_PERSYARATAN TUGAS 1_.
Berapa baris dalam catatan yang memuat kata "leaf"? Jawab hanya dengan angkanya.

_CUPLIKAN HALAMAN_.
Ibrahim Fuad Abbas
Millyuner Yahudi di Inggris Musa Mentivuori pada tahun 1855 berhasil membeli sebidang tanah dari Sublime Porte di Al-Quds yang terletak di luar tembok kota. Wilayah ini kemudian dikenal dengan nama kompleks Mentivuori yang merupakan cikal bakal dari wilayah permukiman Yahudi di Al-Quds.
Berdasarkan catatan mahkamah legalisasi Al-Quds dan peta Ir. Nimsawi Check yang ikut dalam organisasi wilayah permukiman dan koloni Yahudi terungkap, permukiman Yahudi yang terletak di sebelah barat kota hanya mencakup 36 pemukim bahkan hingga tahun 1918 masih tetap segitu. Daerah itu dikenal sebagai satu-satunya Koloni Baniah.
Paska terjadinya perjanjian Balfor pada 2 Nopember 1917 hingga tahun 1920 an, pertumbuhan koloni yahudi meningkat dan tuntutan untuk memiliki tembok bagian barat Al-Aqsha yang dikenal dengan tembok ratapan makin mendesak. Padahal daerah tersebut merupakan waqaf kaum muslimin yang dibuktikan dengan saksi dan dokumen, sesuai dengan pengakuan komisi penyelidikan internasional.
Akibatnya, jumlah pemukimn Yahudi di Al-Quds pada akhir tahun 1947 meningkat menjadi 99400 orang atau 60 % dari seluruh penduduk Al-Quds yang berjumlah 164500 jiwa ketika itu. Berarti jumlah warga Arab saat itu hanya 65100 jiwa saja.
Kemudian setelah perang tahun 1948 berakibat pada meluasnya wilayah jajahan Israel yang mencapai 85 % dari keseluruhan wilayah Al-Quds. Sejak saat itu, wilayah yang dijajah Yahudi dikenal dengan nama Al-Quds Barat. Mereka melakukan yahudisasi besar-besaran di semua wilayah Arab yang ditinggalkan pemiliknya atau dirampas dari mereka.
Rencana Yahudisasi Setelah Perang Juni 1967
Baru dua hari Israel menjajah Al-Quds pada Juni 1967, mereka telah berencana untuk menghancurkan areal Maghariba yang terletak di sebelah barat Al-Aqsha. David Ben Gorion (perdana menteri Israel pertama) memaklumatkan tentang rencana yahudisasi dan pembangunan kuil Yahudi. Ia mengatakan, “Israel tidak berarti apa-apa tanpa Jerusalem dan tidak ada artinya Jerusalem tanpa Kuil”.
Pada 30 Juli 1967, setelah perang bulan Juni Israel menyatukan dua bagian kota Al-Quds dibawah pemerintahan yahudi dan mendeklarasikannya sebagai ibu kota abadi bagi Entitas Yahudi.
Di tengah rencana Yahudi untuk mengembangkan 11 permukiman baru di sekitar Kota Lama, Al-Quds yang saat itu dihuni sekitar 190.000 warga Yahudi, mereka juga memperluas wilayah permukiman lain di sekitarnya dengan menggabungkan 17 wilayah permukiman untuk memutus wilayah Arab dan mengisolasinya dari Tepi Barat. Tindakan ini sebagai upaya memutus jalan damai yang mungkin akan dicapai dengan mengembalikan Al-Quds kepada bangsa Arab Palestina.

_PERSYARATAN TUGAS 2_.
Sunting bagian teks tentang Al-Quds, mulai dari "Di tengah rencana" sampai dengan "bangsa Arab Palestina.", lalu ganti "Kota Lama" dengan "Kota Tua".

_CUPLIKAN DATA_.

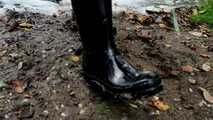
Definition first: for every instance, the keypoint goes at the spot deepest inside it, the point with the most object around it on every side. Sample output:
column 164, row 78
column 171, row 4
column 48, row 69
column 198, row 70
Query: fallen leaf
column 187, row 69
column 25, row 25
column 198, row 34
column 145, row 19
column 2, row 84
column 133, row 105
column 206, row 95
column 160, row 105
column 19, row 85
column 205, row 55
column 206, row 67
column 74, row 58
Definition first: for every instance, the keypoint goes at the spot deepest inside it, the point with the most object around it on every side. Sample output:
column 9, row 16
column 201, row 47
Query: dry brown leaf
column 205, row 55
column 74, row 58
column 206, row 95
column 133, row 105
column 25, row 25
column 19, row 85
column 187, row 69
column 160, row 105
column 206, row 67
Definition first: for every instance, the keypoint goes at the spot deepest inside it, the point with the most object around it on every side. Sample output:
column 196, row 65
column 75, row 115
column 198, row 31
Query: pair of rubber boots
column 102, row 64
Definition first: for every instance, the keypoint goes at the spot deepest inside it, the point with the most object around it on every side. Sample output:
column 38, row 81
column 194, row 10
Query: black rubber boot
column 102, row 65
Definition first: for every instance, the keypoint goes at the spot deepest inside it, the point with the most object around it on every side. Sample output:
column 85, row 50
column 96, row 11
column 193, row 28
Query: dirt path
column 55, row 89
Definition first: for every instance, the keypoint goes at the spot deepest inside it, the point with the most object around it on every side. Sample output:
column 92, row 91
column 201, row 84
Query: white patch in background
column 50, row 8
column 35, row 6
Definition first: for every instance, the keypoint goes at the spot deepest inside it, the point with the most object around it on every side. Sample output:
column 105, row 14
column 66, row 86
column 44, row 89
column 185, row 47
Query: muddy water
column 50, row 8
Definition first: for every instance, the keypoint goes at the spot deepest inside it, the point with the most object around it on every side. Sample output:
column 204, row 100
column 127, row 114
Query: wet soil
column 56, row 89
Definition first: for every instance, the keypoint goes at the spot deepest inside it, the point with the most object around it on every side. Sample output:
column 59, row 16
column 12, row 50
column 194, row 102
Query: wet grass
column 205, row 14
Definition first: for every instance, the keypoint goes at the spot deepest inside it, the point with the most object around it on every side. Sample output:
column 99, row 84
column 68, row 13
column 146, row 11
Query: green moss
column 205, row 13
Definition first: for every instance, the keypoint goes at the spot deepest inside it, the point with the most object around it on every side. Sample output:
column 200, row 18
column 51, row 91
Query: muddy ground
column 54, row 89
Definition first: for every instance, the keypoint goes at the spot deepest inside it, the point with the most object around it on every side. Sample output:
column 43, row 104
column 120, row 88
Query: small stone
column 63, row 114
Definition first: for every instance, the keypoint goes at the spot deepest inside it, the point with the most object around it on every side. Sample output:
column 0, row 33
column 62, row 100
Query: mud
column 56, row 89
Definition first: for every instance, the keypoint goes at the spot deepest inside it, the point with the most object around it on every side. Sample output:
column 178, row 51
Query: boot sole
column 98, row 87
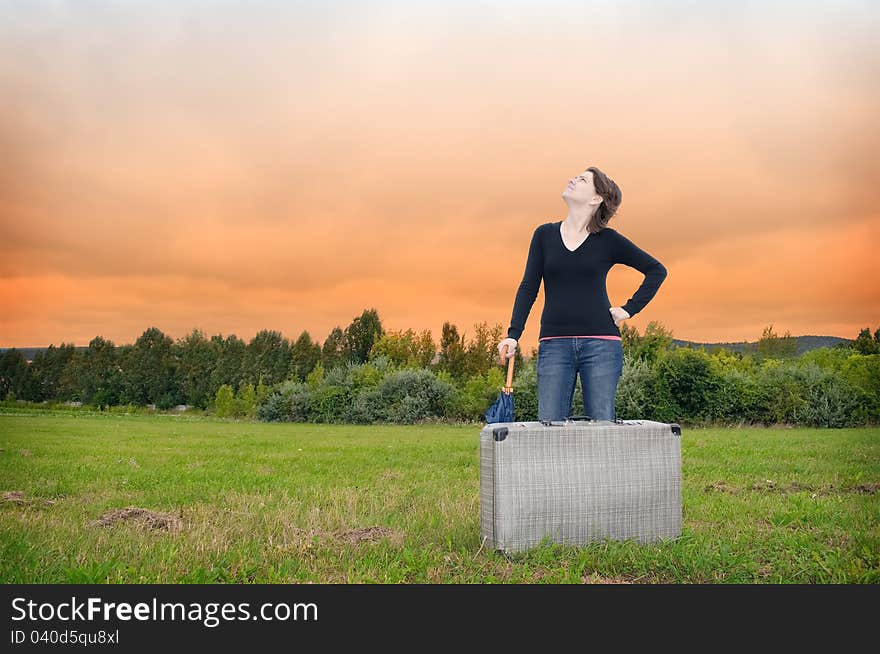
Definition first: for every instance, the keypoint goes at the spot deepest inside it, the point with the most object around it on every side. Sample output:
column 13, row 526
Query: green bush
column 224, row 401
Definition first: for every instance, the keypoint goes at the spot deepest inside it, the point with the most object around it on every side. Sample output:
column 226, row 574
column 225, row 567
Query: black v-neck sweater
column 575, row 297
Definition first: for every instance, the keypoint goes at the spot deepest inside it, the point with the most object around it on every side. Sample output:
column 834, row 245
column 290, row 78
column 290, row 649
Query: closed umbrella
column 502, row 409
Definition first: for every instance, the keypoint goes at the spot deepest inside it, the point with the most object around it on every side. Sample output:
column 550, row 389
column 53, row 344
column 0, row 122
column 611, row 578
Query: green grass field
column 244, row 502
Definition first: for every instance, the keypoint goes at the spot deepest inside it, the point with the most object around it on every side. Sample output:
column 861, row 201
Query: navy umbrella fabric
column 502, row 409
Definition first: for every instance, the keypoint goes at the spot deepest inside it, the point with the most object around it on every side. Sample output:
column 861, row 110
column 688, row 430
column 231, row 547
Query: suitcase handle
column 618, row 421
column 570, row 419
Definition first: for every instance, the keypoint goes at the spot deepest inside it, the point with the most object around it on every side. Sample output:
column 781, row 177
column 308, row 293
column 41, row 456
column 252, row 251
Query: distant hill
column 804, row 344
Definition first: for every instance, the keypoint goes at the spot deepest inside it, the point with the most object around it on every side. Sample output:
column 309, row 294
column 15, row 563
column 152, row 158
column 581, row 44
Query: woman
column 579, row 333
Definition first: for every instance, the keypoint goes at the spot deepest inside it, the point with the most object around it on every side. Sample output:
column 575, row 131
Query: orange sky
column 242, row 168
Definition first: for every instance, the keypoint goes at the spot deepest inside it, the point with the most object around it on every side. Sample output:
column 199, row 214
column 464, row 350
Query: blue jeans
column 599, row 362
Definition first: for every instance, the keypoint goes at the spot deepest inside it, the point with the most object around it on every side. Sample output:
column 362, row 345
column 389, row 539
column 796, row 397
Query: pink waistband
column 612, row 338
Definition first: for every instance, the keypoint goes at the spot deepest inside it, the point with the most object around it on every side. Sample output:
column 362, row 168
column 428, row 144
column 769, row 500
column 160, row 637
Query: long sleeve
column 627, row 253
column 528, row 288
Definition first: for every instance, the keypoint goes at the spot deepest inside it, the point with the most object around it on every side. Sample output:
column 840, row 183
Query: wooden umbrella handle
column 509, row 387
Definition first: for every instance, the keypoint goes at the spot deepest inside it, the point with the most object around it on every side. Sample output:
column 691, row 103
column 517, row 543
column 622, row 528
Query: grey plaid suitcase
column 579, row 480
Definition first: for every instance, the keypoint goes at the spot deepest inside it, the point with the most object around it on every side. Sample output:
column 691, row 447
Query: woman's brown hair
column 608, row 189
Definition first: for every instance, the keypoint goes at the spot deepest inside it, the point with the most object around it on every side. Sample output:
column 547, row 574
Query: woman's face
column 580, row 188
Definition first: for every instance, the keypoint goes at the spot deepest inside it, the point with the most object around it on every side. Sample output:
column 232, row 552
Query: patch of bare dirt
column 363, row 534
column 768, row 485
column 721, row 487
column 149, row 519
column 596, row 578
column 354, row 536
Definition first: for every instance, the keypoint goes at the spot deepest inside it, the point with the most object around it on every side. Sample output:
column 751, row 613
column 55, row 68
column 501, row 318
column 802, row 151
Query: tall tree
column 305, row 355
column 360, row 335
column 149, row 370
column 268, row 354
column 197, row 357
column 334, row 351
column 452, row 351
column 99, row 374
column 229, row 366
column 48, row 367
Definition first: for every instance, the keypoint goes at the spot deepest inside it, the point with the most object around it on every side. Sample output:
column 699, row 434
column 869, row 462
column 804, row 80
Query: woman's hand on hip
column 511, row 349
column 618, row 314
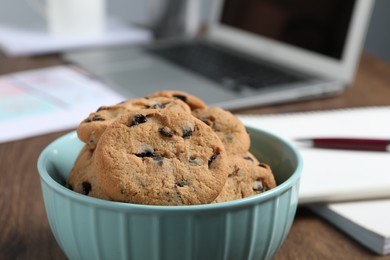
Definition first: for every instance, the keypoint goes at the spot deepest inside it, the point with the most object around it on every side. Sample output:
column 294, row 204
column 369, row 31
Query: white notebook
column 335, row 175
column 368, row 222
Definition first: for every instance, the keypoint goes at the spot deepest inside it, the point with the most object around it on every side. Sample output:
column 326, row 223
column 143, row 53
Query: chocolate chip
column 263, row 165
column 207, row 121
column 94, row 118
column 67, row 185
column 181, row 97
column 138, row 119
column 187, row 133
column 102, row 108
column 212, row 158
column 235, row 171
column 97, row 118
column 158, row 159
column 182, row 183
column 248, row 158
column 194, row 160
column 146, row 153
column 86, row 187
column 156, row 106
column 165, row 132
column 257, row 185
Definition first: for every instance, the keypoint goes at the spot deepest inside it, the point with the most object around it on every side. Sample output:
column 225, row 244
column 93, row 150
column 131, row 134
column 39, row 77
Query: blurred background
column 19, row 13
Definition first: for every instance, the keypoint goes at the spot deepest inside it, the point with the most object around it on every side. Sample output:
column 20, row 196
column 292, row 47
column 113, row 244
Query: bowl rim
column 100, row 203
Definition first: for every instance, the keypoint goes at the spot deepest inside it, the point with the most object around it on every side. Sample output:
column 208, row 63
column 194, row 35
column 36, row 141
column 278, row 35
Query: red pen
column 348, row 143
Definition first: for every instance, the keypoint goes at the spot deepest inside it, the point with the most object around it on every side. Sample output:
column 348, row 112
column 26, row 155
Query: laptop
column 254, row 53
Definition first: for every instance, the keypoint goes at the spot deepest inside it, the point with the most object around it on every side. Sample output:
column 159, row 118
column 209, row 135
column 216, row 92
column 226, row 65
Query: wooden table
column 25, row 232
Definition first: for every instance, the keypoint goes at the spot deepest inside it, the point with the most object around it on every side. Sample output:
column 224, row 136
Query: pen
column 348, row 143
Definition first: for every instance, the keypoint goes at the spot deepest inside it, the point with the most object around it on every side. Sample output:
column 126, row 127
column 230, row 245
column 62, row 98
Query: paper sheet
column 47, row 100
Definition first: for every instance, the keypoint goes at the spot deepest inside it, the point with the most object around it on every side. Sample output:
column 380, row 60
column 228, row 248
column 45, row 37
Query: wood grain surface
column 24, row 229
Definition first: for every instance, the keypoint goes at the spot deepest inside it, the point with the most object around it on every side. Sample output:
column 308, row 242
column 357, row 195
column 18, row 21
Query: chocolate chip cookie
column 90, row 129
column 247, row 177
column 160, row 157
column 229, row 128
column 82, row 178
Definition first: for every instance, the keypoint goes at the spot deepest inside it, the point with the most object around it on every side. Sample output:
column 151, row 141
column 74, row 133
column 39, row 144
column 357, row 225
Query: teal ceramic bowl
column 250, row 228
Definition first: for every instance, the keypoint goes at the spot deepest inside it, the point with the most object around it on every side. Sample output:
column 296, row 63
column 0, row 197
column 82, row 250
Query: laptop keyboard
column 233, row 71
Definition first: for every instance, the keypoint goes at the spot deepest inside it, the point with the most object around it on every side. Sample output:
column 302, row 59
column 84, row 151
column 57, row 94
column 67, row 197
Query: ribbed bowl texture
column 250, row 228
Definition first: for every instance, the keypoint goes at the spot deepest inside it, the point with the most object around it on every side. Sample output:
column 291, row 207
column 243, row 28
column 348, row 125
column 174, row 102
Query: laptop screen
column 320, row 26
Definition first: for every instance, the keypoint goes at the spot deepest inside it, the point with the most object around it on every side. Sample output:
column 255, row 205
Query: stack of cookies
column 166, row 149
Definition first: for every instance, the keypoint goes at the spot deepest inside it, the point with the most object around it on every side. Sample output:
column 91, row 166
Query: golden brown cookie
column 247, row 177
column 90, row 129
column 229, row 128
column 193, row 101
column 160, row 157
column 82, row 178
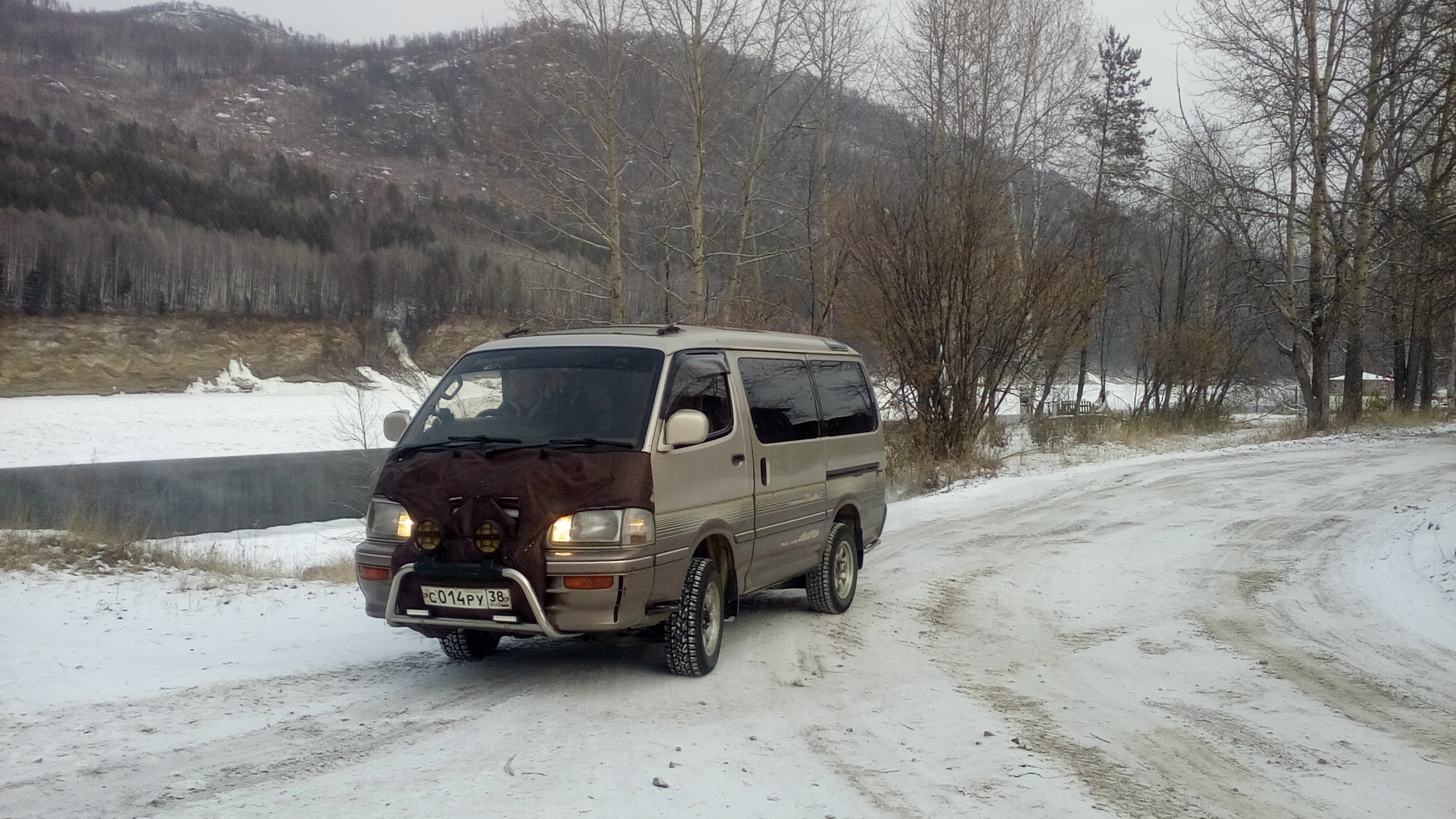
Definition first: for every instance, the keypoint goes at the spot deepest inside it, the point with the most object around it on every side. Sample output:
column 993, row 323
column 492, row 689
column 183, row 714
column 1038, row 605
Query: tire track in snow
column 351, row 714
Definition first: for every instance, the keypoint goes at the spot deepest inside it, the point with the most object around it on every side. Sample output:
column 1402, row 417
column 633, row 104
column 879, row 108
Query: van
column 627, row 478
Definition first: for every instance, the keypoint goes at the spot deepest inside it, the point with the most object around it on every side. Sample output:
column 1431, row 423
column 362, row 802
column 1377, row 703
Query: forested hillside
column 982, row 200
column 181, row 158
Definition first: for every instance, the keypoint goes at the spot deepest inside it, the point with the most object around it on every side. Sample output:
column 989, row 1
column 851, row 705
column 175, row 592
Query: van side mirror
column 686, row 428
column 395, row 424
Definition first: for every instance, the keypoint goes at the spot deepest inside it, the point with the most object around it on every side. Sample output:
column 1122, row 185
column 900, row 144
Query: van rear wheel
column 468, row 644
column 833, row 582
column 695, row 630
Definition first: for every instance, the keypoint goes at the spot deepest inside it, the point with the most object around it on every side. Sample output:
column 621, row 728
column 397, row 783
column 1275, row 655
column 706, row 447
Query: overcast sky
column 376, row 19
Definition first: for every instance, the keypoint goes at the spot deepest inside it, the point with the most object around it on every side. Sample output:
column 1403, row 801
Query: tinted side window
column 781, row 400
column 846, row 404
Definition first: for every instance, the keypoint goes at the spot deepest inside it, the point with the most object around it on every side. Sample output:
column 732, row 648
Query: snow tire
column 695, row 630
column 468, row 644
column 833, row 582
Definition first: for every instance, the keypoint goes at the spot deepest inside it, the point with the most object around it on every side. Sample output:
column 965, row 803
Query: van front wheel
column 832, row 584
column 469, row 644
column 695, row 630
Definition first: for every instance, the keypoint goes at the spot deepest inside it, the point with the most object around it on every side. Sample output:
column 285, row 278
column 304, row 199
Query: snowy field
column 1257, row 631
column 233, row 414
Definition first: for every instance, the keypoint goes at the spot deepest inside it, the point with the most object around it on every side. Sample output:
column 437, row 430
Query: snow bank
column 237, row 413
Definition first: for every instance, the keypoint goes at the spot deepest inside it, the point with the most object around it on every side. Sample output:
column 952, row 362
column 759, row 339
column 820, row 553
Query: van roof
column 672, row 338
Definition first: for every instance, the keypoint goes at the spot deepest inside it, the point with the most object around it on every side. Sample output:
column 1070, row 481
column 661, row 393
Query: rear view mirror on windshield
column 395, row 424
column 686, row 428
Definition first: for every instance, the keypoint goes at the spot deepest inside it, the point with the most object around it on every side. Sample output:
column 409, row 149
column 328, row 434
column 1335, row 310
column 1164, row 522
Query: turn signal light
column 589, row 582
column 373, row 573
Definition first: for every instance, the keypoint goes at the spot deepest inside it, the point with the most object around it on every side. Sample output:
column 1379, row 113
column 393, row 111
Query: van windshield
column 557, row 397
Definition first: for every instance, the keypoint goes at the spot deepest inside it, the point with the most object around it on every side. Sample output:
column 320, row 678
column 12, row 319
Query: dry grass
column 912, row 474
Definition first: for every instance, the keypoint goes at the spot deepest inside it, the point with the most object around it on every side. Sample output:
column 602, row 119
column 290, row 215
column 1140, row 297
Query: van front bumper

_PENYELESAIAN LENGKAP 1_.
2

_PENYELESAIAN LENGKAP 2_.
Di tengah rencana Yahudi untuk mengembangkan 11 permukiman baru di sekitar Kota Tua, Al-Quds yang saat itu dihuni sekitar 190.000 warga Yahudi, mereka juga memperluas wilayah permukiman lain di sekitarnya dengan menggabungkan 17 wilayah permukiman untuk memutus wilayah Arab dan mengisolasinya dari Tepi Barat. Tindakan ini sebagai upaya memutus jalan damai yang mungkin akan dicapai dengan mengembalikan Al-Quds kepada bangsa Arab Palestina.